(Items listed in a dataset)
□ □ □ □

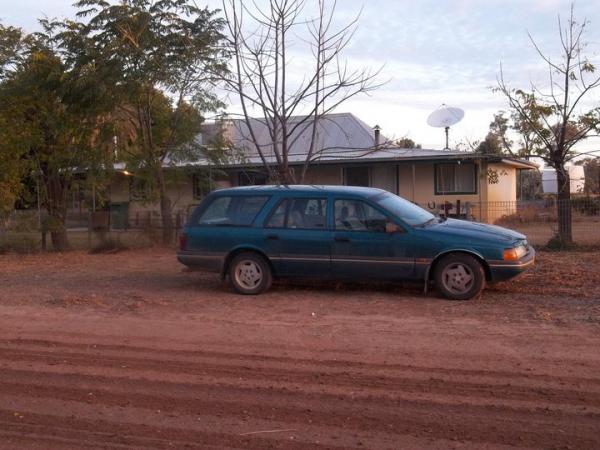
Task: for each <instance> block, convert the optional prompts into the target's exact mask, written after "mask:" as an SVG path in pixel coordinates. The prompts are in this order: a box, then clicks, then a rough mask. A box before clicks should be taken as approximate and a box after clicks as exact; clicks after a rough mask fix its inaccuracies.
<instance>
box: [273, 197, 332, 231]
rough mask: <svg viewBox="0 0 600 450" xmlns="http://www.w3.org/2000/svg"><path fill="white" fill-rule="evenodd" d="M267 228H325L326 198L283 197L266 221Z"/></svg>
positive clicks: (317, 228)
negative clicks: (293, 197)
mask: <svg viewBox="0 0 600 450" xmlns="http://www.w3.org/2000/svg"><path fill="white" fill-rule="evenodd" d="M265 226H266V227H268V228H298V229H304V230H312V229H318V230H323V229H325V228H327V200H326V199H324V198H294V199H285V200H283V201H282V202H281V203H279V205H278V206H277V208H276V209H275V211H273V214H272V215H271V217H270V218H269V220H268V221H267V223H266V225H265Z"/></svg>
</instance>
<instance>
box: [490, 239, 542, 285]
mask: <svg viewBox="0 0 600 450" xmlns="http://www.w3.org/2000/svg"><path fill="white" fill-rule="evenodd" d="M534 264H535V250H534V249H533V247H531V246H529V247H528V251H527V254H526V255H525V256H523V258H521V259H520V260H519V261H489V262H488V265H489V267H490V275H491V278H492V281H504V280H509V279H511V278H514V277H516V276H517V275H519V274H521V273H523V272H525V271H526V270H527V269H529V268H530V267H532V266H533V265H534Z"/></svg>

□ □ □ □

Quote every one of the lines above verbatim, omitting the pictures from your answer.

Reply to the exercise:
Task: for each <instance> block, convert the optional prompts into the target's exact mask, written after "mask:" as an SVG path in pixel coordinates. The prompts are in this order: a box, then clicks, then a rough mask. A box before clicks should be taken as approximate and a box after clicks as exact; clicks after a rough mask fix its inaccuracies.
<instance>
box: [273, 197, 332, 231]
rough mask: <svg viewBox="0 0 600 450" xmlns="http://www.w3.org/2000/svg"><path fill="white" fill-rule="evenodd" d="M267 228H325L326 198L283 197L266 221Z"/></svg>
positive clicks: (317, 228)
negative clicks: (293, 197)
mask: <svg viewBox="0 0 600 450" xmlns="http://www.w3.org/2000/svg"><path fill="white" fill-rule="evenodd" d="M265 226H266V227H268V228H298V229H304V230H312V229H318V230H323V229H325V228H327V200H326V199H324V198H294V199H285V200H283V201H282V202H281V203H279V205H278V206H277V208H276V209H275V211H273V214H272V215H271V217H270V218H269V220H268V221H267V223H266V225H265Z"/></svg>
</instance>
<instance>
box: [490, 239, 542, 285]
mask: <svg viewBox="0 0 600 450" xmlns="http://www.w3.org/2000/svg"><path fill="white" fill-rule="evenodd" d="M534 264H535V250H534V249H533V247H531V246H529V247H528V251H527V254H526V255H525V256H523V258H521V259H520V260H519V261H489V262H488V265H489V267H490V275H491V278H492V281H504V280H509V279H511V278H514V277H516V276H517V275H519V274H521V273H523V272H525V271H526V270H527V269H529V268H530V267H532V266H533V265H534Z"/></svg>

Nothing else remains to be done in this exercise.